_Brief_
Apart from the pictures, every entry must be retyped exactly.

Records supplied: Begin

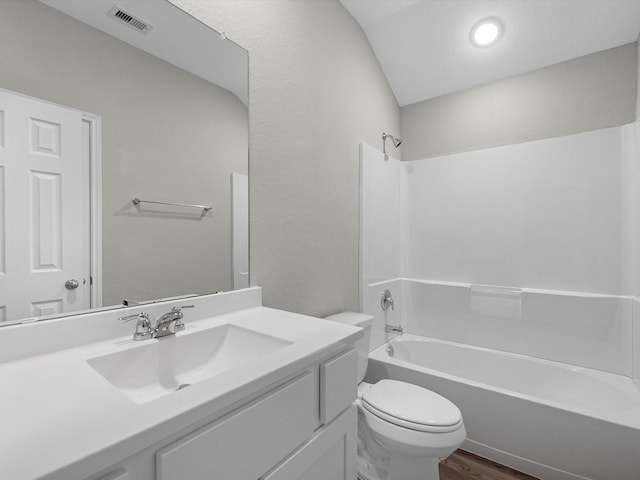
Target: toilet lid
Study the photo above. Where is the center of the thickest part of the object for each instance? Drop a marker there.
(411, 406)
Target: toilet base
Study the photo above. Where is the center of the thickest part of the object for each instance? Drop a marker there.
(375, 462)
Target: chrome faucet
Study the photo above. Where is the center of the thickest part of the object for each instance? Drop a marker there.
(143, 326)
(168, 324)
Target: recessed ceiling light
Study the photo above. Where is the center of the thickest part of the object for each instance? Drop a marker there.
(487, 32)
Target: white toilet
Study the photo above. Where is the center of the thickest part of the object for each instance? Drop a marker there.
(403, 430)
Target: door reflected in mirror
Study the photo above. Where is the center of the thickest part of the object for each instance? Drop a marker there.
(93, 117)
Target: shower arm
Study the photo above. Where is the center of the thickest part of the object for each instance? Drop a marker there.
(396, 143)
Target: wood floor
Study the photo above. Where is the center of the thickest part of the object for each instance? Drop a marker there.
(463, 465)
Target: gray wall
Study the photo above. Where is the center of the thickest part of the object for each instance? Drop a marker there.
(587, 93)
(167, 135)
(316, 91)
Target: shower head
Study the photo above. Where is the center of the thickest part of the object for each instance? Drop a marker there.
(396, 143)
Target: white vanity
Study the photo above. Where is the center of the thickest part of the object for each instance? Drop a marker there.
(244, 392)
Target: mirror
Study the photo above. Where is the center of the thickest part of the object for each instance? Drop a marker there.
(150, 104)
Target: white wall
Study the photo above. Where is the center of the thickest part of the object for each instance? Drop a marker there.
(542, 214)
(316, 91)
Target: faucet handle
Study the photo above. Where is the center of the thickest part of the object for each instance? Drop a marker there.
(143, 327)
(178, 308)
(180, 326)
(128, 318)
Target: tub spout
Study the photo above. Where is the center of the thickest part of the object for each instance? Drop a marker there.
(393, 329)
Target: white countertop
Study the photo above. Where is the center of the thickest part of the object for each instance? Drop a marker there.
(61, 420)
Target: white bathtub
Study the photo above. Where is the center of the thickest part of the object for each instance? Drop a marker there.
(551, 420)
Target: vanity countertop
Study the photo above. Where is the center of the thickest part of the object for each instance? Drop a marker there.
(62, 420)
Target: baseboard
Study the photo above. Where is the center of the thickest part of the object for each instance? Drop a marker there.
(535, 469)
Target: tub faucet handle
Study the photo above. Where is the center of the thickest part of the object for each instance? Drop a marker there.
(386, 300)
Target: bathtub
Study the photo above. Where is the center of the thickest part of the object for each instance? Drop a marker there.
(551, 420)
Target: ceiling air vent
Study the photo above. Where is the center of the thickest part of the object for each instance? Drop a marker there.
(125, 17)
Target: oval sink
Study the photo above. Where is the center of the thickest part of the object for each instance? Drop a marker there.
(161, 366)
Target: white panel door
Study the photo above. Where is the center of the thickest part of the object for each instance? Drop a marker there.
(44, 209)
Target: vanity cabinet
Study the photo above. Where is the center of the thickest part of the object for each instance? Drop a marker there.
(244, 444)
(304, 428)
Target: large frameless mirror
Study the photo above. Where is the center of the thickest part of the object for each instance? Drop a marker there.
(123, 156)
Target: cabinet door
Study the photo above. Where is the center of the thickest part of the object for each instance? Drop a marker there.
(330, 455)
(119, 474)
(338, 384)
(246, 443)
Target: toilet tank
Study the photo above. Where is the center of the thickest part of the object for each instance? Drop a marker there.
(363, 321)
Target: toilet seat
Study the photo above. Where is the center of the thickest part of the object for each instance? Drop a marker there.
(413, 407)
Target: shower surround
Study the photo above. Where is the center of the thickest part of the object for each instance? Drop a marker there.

Records supplied: End

_Expected answer_
Target: toilet lid
Study the photo above. Where is the center of the thickest part of the object for each instance? Drop a marker there.
(411, 406)
Target: toilet base
Study the photo above. Where is the center of the thickest part of the object for each instance? Drop a marker there.
(375, 462)
Target: chrome faucet
Study the photo above. Where is the center of the thickest part of the object for each instance? Drop a marker there.
(143, 326)
(168, 324)
Target: recessed ceiling light
Study the photo above. Where is the center of the thickest part of the object for each instance? Drop a marker there.
(487, 32)
Target: white toilet
Study the photo above. Where is the center of the thickest part of the object for each instance? Drop a marker there.
(403, 430)
Target: door reflected in mirror
Study the photo above. Where is the center of the thickest part of the object for each instance? Drop a marker there.
(93, 117)
Target: shower arm
Study the photo above. Where is the center of the thickest part of the object for each instance? Drop a marker there.
(396, 143)
Target: wood floor
Study the photo above. Where is the center of the thickest part of the object for each instance? Drop a marker there.
(463, 465)
Target: gray wall
Study the photo above. Where is the center of the thickest part of the object for each instance? Drop a marker there.
(587, 93)
(167, 135)
(316, 91)
Target: shower head
Study the photo above. Where is the center of the thickest part of the object for each instance? Drop a marker there.
(396, 143)
Target: white vanity
Study the photo above. Where is the center of the thickest part of the object for each instance? Drop a marker there.
(244, 392)
Target: mirror
Study the photo above. Where is the center of the thickest part of the object for each instance? Drop a marker there.
(150, 104)
Target: white wall
Study the photo above. Where is the center of the thickest part of the object for each instance? Drop a marker there.
(542, 214)
(316, 91)
Target: faucet handle
Study the photo above. Where is the center of the thickest part of the object for each instance? Drop a marker there.
(143, 327)
(178, 308)
(180, 326)
(128, 318)
Target: tub spout
Study the photo above. Where is the center of the thickest part of the object for each instance? Drop a marker there.
(393, 329)
Target: white countertop
Study the photo above. Where is the center of the thickest part of the object for each instance? Drop a marker there.
(61, 420)
Target: white bathtub
Study the photo above. Where is the center of the thickest part of the object for each instance? Drop a marker there.
(551, 420)
Target: vanity countertop
Study the photo above. Where is the center of the thickest part of the object for each instance? Drop a marker there.
(62, 420)
Target: baseboard
Study the photo above. Where is the center of the thickest part of the object for each instance? Drop a marker there.
(535, 469)
Target: tub faucet handle
Study the photo above. Where is the center of the thickest part of the object for each instance? Drop a marker there.
(386, 300)
Target: bathtub
Study the photo above. Where is the center of the thickest part of the object for each instance? Drop a marker there.
(551, 420)
Target: ceiling air vent
Study the photo above. Where is the center of the thickest part of the object for each instance? Drop a marker there.
(125, 17)
Target: oval sink
Study the photo above. Where is the center of the thickest part of the object for each instance? Drop a marker there.
(161, 366)
Target: white panel door
Study the photo above. Where is the center of the thickest part of the object for each instance? Drop a marker there.
(44, 209)
Target: vanity cabinet
Study the photo above. Where is the center of the thickest part of the object for each instance? Drop a marker there.
(244, 444)
(304, 428)
Target: large frameless mirror
Study the photo above. Where is the center of the thickest part of the object for each instance? Drop a marker there.
(123, 156)
Target: cabinet door
Study the photo above. Where is the center of the thickest part of the object for each instance? Drop a marker there.
(330, 455)
(119, 474)
(338, 384)
(246, 443)
Target: toilet tank
Study the photo above. Where is the center of the thickest part of the object for each instance? Drop a marker there.
(363, 321)
Target: toilet seat
Study the photo above. Where is the center of the thickest part of the object for each instance? Drop a marker there.
(413, 407)
Target: shower surround
Study the photo above. Where is the center of the thickest part of the object for each instance? Drop a marker there.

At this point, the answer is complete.